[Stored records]
------------------------------------------------------------------------
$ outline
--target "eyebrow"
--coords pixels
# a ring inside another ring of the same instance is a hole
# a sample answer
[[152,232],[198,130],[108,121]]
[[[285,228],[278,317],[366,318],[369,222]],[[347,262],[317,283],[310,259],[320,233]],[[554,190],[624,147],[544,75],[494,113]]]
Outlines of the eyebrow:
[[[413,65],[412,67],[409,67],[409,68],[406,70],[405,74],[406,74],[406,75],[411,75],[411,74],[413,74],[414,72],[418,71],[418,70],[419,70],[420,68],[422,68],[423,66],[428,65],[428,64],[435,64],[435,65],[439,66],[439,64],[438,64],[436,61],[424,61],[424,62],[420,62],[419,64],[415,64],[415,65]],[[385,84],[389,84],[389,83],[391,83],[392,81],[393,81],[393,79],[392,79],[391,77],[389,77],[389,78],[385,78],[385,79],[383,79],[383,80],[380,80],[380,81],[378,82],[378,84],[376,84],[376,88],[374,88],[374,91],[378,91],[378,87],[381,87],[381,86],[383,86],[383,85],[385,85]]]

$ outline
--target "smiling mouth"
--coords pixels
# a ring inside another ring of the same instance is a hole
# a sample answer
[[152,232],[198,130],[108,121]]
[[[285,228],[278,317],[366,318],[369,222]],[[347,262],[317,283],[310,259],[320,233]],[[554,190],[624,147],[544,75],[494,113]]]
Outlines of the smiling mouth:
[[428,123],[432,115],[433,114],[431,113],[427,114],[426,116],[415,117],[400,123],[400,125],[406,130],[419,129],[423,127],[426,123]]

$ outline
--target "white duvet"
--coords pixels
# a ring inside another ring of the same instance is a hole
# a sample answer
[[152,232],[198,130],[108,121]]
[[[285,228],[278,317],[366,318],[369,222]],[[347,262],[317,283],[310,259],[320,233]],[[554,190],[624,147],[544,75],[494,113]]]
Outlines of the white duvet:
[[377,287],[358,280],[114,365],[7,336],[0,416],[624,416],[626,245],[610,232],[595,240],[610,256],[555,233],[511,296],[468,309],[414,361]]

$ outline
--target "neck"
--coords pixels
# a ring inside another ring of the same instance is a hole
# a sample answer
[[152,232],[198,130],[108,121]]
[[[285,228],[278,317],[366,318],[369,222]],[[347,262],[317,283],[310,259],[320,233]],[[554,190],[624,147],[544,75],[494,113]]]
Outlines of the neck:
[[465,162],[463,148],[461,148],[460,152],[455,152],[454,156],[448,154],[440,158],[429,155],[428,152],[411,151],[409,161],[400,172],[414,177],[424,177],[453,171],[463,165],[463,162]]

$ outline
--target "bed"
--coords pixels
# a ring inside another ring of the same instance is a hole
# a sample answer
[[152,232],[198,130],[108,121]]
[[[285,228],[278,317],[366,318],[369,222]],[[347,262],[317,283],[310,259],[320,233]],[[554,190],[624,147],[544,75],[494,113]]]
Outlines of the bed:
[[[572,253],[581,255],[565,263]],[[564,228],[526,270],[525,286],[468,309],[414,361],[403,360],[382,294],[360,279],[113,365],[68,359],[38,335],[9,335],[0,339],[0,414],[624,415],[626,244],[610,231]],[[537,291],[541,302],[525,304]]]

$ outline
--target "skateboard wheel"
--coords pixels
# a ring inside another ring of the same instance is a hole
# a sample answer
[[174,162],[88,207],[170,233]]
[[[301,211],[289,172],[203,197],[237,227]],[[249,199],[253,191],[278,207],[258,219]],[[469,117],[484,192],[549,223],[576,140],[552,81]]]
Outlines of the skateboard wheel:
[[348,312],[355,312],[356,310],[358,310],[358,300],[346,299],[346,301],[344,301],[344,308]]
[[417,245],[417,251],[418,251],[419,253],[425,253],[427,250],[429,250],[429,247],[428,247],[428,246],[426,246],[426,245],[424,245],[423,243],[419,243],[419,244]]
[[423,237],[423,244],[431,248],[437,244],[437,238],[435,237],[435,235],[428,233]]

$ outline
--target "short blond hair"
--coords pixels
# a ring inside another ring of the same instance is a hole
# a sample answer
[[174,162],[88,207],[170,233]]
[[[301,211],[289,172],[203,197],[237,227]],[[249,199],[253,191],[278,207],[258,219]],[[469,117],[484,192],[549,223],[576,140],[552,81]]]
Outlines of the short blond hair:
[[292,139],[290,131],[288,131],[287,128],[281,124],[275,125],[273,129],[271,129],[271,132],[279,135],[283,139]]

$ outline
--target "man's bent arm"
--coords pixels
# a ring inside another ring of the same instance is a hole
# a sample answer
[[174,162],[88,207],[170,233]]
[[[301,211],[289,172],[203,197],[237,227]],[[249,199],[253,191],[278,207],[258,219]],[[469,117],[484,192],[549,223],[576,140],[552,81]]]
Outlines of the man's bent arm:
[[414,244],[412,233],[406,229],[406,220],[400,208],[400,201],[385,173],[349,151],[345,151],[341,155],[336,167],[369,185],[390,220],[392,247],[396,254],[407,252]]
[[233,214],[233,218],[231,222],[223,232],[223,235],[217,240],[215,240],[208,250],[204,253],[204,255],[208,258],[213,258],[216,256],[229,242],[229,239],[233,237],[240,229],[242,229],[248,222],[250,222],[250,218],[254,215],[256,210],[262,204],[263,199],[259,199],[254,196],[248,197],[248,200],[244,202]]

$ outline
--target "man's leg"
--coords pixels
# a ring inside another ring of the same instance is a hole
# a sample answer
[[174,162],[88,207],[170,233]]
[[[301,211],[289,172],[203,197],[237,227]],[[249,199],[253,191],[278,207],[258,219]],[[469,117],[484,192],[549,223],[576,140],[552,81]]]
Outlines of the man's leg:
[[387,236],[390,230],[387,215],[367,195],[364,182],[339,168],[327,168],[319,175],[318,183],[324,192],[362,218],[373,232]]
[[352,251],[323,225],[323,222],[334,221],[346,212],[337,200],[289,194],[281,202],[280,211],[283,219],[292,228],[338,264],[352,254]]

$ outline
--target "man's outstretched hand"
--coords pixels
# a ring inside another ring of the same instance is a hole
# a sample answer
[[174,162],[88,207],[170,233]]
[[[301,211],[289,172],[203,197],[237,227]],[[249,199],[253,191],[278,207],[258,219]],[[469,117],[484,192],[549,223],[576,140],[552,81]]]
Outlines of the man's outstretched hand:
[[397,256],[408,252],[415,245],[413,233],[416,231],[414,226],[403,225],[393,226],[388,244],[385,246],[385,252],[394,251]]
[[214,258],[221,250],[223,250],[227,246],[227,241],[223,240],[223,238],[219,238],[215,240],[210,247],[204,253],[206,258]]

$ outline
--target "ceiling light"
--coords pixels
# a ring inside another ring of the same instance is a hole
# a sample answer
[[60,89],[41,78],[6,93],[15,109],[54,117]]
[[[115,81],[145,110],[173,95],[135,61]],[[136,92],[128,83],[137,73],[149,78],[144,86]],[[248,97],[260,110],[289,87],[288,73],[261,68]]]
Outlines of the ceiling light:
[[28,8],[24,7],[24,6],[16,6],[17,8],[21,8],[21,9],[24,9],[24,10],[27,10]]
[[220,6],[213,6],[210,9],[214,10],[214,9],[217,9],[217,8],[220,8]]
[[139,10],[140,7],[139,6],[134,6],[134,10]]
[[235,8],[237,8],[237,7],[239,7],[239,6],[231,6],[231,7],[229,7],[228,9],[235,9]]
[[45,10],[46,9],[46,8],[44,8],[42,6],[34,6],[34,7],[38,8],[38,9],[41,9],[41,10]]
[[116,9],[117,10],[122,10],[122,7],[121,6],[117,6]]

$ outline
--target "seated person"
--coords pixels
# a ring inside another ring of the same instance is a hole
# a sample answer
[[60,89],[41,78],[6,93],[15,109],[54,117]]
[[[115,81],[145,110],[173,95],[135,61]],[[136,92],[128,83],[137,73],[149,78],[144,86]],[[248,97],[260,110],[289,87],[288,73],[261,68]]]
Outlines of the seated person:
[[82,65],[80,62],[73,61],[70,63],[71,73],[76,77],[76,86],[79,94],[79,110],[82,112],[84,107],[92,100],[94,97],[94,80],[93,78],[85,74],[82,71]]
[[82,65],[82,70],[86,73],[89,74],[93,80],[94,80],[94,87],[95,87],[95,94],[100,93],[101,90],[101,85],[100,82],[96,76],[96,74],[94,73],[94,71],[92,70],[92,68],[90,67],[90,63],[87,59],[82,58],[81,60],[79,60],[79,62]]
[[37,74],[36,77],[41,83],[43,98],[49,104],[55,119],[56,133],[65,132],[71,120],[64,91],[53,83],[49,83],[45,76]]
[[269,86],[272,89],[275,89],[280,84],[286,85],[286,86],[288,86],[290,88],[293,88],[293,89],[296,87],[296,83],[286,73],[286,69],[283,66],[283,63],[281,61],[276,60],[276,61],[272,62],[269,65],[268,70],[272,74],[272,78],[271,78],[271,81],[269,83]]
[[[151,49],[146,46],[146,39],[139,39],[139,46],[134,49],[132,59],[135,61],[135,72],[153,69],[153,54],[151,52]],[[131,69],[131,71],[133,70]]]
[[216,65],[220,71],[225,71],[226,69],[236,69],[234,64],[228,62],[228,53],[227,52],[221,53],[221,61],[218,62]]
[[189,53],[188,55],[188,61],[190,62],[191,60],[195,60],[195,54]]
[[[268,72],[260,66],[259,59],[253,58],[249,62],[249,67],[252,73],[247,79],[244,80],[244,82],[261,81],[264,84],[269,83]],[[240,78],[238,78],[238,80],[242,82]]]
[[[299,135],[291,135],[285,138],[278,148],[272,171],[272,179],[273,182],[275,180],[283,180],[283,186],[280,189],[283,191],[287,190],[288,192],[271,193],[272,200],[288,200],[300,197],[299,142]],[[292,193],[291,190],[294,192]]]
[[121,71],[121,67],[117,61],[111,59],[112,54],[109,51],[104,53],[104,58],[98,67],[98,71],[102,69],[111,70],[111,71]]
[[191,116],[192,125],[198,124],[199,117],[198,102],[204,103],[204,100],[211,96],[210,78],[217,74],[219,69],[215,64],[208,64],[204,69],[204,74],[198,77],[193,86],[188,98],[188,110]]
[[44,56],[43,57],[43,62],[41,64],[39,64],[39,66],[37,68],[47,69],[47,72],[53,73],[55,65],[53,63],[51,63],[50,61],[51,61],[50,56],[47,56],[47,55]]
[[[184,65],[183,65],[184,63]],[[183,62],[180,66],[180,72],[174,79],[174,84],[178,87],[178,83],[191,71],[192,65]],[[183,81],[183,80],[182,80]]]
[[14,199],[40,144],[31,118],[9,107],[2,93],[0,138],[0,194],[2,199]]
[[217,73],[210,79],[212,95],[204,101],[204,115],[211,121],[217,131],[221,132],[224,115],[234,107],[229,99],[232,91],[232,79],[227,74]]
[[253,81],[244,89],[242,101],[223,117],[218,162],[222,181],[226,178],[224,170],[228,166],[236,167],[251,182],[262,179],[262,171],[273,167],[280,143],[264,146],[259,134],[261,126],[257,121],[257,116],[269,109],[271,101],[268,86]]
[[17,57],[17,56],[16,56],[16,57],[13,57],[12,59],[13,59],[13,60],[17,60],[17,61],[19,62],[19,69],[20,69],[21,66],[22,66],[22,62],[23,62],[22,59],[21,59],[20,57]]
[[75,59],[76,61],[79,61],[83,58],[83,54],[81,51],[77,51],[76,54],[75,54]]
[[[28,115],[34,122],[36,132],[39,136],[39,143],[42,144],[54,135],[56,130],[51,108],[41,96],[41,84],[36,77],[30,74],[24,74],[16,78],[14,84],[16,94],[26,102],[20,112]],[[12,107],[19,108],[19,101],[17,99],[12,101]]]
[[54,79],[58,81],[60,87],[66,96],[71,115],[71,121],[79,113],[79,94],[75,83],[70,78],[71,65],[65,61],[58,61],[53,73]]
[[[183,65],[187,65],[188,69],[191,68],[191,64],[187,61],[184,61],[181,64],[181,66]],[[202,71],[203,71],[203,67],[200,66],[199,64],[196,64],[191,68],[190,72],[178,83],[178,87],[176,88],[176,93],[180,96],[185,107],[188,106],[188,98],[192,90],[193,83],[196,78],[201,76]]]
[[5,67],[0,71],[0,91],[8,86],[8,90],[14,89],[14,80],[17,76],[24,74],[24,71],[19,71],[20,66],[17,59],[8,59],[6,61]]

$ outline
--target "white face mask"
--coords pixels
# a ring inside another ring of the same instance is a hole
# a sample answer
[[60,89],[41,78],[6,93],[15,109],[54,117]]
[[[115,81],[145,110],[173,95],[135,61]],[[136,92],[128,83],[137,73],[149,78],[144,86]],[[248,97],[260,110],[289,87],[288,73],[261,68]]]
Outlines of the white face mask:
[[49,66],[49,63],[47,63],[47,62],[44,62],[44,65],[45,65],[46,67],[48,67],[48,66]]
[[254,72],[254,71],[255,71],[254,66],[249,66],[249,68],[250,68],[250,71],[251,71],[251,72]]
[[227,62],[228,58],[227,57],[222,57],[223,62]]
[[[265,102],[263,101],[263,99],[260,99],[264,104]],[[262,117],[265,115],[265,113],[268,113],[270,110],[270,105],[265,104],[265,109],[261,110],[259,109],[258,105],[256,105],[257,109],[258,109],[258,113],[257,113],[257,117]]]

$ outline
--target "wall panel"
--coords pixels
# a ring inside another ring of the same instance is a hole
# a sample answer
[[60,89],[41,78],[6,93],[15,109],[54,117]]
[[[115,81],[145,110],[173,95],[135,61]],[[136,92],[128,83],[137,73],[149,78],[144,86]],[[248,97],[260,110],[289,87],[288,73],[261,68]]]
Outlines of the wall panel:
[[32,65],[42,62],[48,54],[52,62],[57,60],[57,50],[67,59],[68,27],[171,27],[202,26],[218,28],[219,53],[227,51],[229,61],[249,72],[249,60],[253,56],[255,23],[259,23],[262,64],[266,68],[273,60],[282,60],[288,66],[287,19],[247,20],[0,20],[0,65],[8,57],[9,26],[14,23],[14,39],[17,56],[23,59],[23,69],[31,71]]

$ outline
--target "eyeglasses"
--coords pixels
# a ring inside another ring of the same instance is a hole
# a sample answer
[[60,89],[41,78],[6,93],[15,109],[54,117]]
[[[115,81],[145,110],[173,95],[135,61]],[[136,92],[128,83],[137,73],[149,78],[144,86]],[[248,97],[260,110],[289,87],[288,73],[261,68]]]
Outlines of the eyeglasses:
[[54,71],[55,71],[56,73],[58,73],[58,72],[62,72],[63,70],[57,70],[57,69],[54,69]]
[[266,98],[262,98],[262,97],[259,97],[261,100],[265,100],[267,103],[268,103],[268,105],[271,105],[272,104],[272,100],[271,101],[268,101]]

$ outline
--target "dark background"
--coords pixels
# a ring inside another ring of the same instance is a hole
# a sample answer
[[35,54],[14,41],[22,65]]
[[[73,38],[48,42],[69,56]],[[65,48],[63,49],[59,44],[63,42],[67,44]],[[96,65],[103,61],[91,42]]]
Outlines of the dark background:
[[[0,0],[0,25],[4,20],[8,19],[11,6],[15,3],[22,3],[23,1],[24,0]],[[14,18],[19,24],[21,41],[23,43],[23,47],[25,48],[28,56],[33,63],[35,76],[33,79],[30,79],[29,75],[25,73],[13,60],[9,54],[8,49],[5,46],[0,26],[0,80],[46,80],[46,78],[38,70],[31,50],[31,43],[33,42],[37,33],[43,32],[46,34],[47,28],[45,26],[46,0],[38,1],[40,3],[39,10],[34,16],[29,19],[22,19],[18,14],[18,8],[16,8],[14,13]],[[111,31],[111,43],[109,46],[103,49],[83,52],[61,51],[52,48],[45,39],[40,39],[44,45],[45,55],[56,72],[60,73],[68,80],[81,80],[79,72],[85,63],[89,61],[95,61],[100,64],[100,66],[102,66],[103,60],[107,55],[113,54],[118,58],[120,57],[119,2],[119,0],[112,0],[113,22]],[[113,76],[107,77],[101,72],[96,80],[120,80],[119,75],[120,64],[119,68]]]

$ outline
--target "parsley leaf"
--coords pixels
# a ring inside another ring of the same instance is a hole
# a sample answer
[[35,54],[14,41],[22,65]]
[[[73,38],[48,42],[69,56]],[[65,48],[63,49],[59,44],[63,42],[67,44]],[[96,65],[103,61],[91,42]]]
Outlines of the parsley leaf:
------------------------------------------------------------------------
* **Problem details**:
The answer must consist of every line from the entries that holds the string "parsley".

* **Output of the task**:
--target "parsley leaf"
Outlines of the parsley leaf:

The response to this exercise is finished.